§ WHAT IS ASKED
In full and without alteration, repeat the material.

[Stored dataset items]
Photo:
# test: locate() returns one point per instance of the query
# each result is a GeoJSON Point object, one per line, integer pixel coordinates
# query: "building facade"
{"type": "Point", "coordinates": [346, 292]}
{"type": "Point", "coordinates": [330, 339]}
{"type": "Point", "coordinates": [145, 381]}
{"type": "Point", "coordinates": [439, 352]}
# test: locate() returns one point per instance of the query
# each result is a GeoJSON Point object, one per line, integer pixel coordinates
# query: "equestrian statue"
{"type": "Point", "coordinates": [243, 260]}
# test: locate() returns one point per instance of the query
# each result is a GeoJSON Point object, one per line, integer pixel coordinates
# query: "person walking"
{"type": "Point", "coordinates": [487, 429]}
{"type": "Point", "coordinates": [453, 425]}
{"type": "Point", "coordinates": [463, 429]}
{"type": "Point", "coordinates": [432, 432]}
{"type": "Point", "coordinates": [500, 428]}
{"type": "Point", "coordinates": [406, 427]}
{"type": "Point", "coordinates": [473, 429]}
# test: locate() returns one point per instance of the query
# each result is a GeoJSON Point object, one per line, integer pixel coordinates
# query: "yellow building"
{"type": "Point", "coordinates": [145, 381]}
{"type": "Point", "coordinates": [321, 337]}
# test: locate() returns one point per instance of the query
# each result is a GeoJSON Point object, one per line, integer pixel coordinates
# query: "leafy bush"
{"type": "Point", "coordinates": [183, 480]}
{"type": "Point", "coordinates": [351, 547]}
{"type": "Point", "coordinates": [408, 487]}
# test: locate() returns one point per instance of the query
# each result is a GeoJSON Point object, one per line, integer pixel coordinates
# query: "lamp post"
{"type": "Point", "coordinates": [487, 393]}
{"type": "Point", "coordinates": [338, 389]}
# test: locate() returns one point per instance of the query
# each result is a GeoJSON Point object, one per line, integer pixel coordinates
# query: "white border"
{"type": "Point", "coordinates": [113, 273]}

§ WRITTEN RESPONSE
Photo:
# test: locate() returns one point per instance of the query
# each result is a GeoJSON Point object, one per line, integer pixel coordinates
# query: "building facade"
{"type": "Point", "coordinates": [346, 292]}
{"type": "Point", "coordinates": [330, 339]}
{"type": "Point", "coordinates": [145, 381]}
{"type": "Point", "coordinates": [439, 352]}
# test: locate() returns one point per instance of the query
# each result is a GeoJSON Point object, one per line, integer pixel coordinates
# query: "equestrian statue"
{"type": "Point", "coordinates": [243, 260]}
# test: locate() returns one point per instance of the query
# each result is a GeoJSON Point object, one per line, integer pixel coordinates
# query: "person walking"
{"type": "Point", "coordinates": [487, 429]}
{"type": "Point", "coordinates": [453, 425]}
{"type": "Point", "coordinates": [463, 429]}
{"type": "Point", "coordinates": [432, 432]}
{"type": "Point", "coordinates": [500, 428]}
{"type": "Point", "coordinates": [406, 427]}
{"type": "Point", "coordinates": [473, 429]}
# test: locate() returns one point per instance of the query
# each result is a GeoJSON Point object, one per line, integer pixel coordinates
# query: "yellow building"
{"type": "Point", "coordinates": [145, 381]}
{"type": "Point", "coordinates": [321, 337]}
# test: locate() returns one point per instance of the query
# each result is a GeoJSON Point object, one per line, integer pixel coordinates
# query: "leafy bush"
{"type": "Point", "coordinates": [183, 480]}
{"type": "Point", "coordinates": [351, 547]}
{"type": "Point", "coordinates": [408, 487]}
# test: locate() returns one point per instance of the query
# each result is a GeoJSON Point object, one per line, integer pixel coordinates
# query: "lamp post"
{"type": "Point", "coordinates": [487, 393]}
{"type": "Point", "coordinates": [338, 389]}
# test: locate() returns one point per instance of the query
# each result is a GeoJSON Point object, one per line, integer pixel coordinates
# query: "white border"
{"type": "Point", "coordinates": [113, 273]}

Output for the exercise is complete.